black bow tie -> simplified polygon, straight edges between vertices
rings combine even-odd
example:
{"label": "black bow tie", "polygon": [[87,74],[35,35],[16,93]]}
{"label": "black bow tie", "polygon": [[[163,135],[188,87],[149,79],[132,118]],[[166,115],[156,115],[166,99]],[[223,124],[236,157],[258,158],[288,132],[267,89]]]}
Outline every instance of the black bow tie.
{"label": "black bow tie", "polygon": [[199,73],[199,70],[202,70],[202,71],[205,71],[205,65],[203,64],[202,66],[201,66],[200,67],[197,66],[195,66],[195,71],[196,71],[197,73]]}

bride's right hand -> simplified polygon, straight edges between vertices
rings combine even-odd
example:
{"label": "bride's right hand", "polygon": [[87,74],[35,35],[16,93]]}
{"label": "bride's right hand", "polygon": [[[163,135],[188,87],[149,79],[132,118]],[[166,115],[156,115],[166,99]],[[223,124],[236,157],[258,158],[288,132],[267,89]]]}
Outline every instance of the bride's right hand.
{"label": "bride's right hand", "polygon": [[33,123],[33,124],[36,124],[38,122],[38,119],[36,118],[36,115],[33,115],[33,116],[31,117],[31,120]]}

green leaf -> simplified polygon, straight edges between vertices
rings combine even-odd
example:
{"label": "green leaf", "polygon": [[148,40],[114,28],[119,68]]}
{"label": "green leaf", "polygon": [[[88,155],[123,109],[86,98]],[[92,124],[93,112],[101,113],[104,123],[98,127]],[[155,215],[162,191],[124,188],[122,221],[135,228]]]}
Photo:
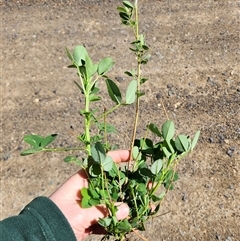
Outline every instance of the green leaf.
{"label": "green leaf", "polygon": [[117,10],[118,10],[119,12],[127,13],[127,9],[124,8],[124,7],[117,7]]}
{"label": "green leaf", "polygon": [[68,50],[67,48],[65,48],[65,50],[66,50],[66,53],[67,53],[68,58],[69,58],[69,59],[71,60],[71,62],[73,63],[74,60],[73,60],[73,57],[72,57],[71,53],[69,52],[69,50]]}
{"label": "green leaf", "polygon": [[151,123],[147,126],[147,128],[157,136],[162,137],[162,133],[159,131],[158,127],[155,124]]}
{"label": "green leaf", "polygon": [[70,162],[75,162],[78,165],[82,165],[82,162],[75,156],[66,156],[63,159],[64,162],[70,163]]}
{"label": "green leaf", "polygon": [[159,196],[152,195],[152,200],[154,202],[161,201],[164,198],[165,194],[166,192],[161,192]]}
{"label": "green leaf", "polygon": [[125,21],[129,21],[130,20],[130,16],[126,12],[119,12],[119,16],[120,16],[121,19],[123,19]]}
{"label": "green leaf", "polygon": [[91,146],[91,155],[95,162],[102,165],[106,159],[106,152],[101,142],[96,142]]}
{"label": "green leaf", "polygon": [[123,5],[127,8],[131,8],[131,9],[134,8],[133,5],[129,1],[123,1]]}
{"label": "green leaf", "polygon": [[130,105],[135,102],[137,91],[137,81],[132,80],[126,91],[126,104]]}
{"label": "green leaf", "polygon": [[131,76],[131,77],[133,77],[134,75],[133,75],[133,73],[132,72],[130,72],[130,71],[125,71],[124,72],[126,75],[128,75],[128,76]]}
{"label": "green leaf", "polygon": [[117,130],[116,128],[111,125],[111,124],[104,124],[104,123],[96,123],[98,129],[100,132],[106,132],[106,133],[117,133]]}
{"label": "green leaf", "polygon": [[49,145],[50,143],[52,143],[57,137],[57,134],[52,134],[52,135],[49,135],[47,137],[44,137],[40,143],[40,145],[42,147],[45,147],[47,145]]}
{"label": "green leaf", "polygon": [[86,58],[88,57],[87,50],[84,46],[78,45],[73,50],[73,59],[74,63],[77,66],[82,66],[86,62]]}
{"label": "green leaf", "polygon": [[92,177],[98,177],[101,175],[101,167],[98,163],[93,164],[89,167],[88,172]]}
{"label": "green leaf", "polygon": [[134,146],[132,149],[132,158],[136,160],[139,155],[139,148],[137,146]]}
{"label": "green leaf", "polygon": [[198,139],[199,139],[199,136],[200,136],[200,131],[197,131],[194,138],[193,138],[193,141],[192,141],[192,145],[191,145],[191,151],[194,149],[194,147],[196,146],[197,142],[198,142]]}
{"label": "green leaf", "polygon": [[90,57],[87,55],[85,59],[87,78],[91,78],[98,69],[98,64],[93,64]]}
{"label": "green leaf", "polygon": [[107,156],[107,157],[105,158],[104,163],[103,163],[102,166],[103,166],[103,170],[104,170],[105,172],[111,171],[112,168],[113,168],[113,159],[112,159],[112,157]]}
{"label": "green leaf", "polygon": [[153,178],[153,174],[148,168],[141,168],[139,174],[144,177]]}
{"label": "green leaf", "polygon": [[147,80],[148,80],[148,78],[141,78],[140,79],[140,84],[141,85],[144,84]]}
{"label": "green leaf", "polygon": [[175,127],[172,121],[168,120],[162,125],[162,136],[167,142],[173,138],[174,132]]}
{"label": "green leaf", "polygon": [[89,199],[83,197],[82,201],[81,201],[81,206],[82,206],[82,208],[90,208],[91,205],[89,204]]}
{"label": "green leaf", "polygon": [[39,147],[41,141],[44,139],[42,136],[38,135],[25,135],[23,140],[33,147]]}
{"label": "green leaf", "polygon": [[163,165],[163,163],[162,163],[162,160],[161,159],[159,159],[159,160],[156,160],[153,164],[152,164],[152,166],[151,166],[151,172],[154,174],[154,175],[157,175],[160,171],[161,171],[161,169],[162,169],[162,165]]}
{"label": "green leaf", "polygon": [[119,221],[117,223],[117,228],[122,232],[130,232],[132,230],[132,226],[127,219]]}
{"label": "green leaf", "polygon": [[99,96],[97,96],[97,95],[90,94],[90,95],[89,95],[89,100],[90,100],[91,102],[93,102],[93,101],[101,100],[101,98],[100,98]]}
{"label": "green leaf", "polygon": [[122,101],[122,95],[118,86],[110,79],[106,79],[108,94],[110,98],[116,103],[120,104]]}
{"label": "green leaf", "polygon": [[105,218],[99,218],[98,223],[102,226],[107,228],[108,226],[110,226],[112,222],[112,218],[109,217],[105,217]]}
{"label": "green leaf", "polygon": [[175,139],[175,146],[180,152],[187,152],[189,150],[189,140],[185,135],[179,135]]}
{"label": "green leaf", "polygon": [[113,65],[114,65],[114,62],[112,61],[112,58],[110,57],[103,58],[98,64],[98,70],[97,70],[98,74],[103,75],[107,73],[112,68]]}

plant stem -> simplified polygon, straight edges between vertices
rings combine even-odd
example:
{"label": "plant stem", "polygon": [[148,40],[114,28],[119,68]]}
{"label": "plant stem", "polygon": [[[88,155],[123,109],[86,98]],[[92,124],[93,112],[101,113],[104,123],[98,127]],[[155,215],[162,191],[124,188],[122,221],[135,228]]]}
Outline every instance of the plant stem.
{"label": "plant stem", "polygon": [[91,122],[91,114],[90,112],[90,99],[89,99],[89,95],[90,95],[90,90],[86,89],[86,93],[85,93],[85,115],[84,115],[84,122],[85,122],[85,138],[86,138],[86,150],[88,153],[88,156],[91,155],[91,146],[90,146],[90,122]]}
{"label": "plant stem", "polygon": [[[138,1],[135,1],[135,26],[134,26],[134,33],[136,40],[139,40],[139,30],[138,30]],[[141,61],[140,61],[140,53],[137,53],[137,98],[136,98],[136,109],[135,109],[135,118],[134,118],[134,126],[132,132],[132,139],[131,139],[131,146],[130,146],[130,161],[128,162],[128,169],[130,170],[130,165],[132,161],[132,149],[134,146],[134,140],[136,139],[136,131],[138,125],[138,118],[139,118],[139,93],[140,93],[140,80],[141,80]]]}
{"label": "plant stem", "polygon": [[83,151],[85,150],[83,147],[63,147],[63,148],[44,148],[41,151],[44,152],[61,152],[61,151]]}

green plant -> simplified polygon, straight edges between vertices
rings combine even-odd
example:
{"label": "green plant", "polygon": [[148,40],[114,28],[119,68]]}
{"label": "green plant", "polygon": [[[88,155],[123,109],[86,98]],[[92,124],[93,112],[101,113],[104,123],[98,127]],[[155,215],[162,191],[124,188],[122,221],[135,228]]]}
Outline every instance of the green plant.
{"label": "green plant", "polygon": [[[82,207],[104,204],[109,211],[106,218],[99,220],[99,224],[106,230],[103,240],[110,236],[116,240],[124,240],[129,232],[144,230],[144,223],[159,211],[167,192],[173,189],[173,183],[178,179],[176,167],[180,159],[193,150],[200,134],[198,131],[193,140],[186,135],[175,137],[174,123],[167,120],[161,128],[154,123],[147,125],[146,136],[148,132],[154,133],[158,138],[156,143],[146,136],[136,139],[139,100],[144,95],[141,88],[148,80],[142,76],[141,67],[148,63],[150,54],[143,34],[139,34],[137,1],[135,4],[123,1],[123,6],[117,9],[122,24],[128,26],[134,34],[130,50],[136,57],[136,69],[125,72],[131,78],[125,97],[123,98],[116,83],[106,75],[114,65],[110,57],[93,63],[84,46],[76,46],[72,54],[66,48],[71,61],[69,67],[75,68],[79,77],[75,84],[85,100],[84,109],[79,111],[84,118],[84,133],[77,137],[81,146],[50,148],[49,145],[57,134],[47,137],[26,135],[24,141],[30,144],[31,148],[21,153],[21,155],[30,155],[49,151],[85,151],[86,156],[82,160],[76,156],[67,156],[64,161],[75,162],[87,173],[89,187],[81,190]],[[103,113],[94,105],[101,100],[100,90],[97,87],[99,80],[105,81],[109,97],[114,103],[112,108],[104,110]],[[116,132],[116,129],[106,120],[111,112],[134,103],[136,111],[130,143],[131,160],[128,165],[119,167],[111,157],[107,156],[107,152],[114,148],[108,142],[107,135]],[[116,202],[125,202],[129,205],[128,219],[117,220]]]}

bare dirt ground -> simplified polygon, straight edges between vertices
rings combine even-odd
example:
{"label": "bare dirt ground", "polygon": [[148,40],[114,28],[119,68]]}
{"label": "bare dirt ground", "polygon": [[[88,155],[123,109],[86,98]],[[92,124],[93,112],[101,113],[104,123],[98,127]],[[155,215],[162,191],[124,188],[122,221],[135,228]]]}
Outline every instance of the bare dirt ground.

----

Write out the records from the line with "green plant ->" up to and including the line with "Outline every instance of the green plant.", reproducing each line without change.

green plant -> simplified polygon, straight edges between vertices
rings combine even-odd
example:
{"label": "green plant", "polygon": [[148,40],[114,28],[119,68]]}
{"label": "green plant", "polygon": [[[88,155],[123,109],[86,98]],[[92,124],[93,112],[101,113],[104,123],[98,127]],[[155,215],[162,191],[124,188],[122,221],[135,228]]]}
Outline every instance of the green plant.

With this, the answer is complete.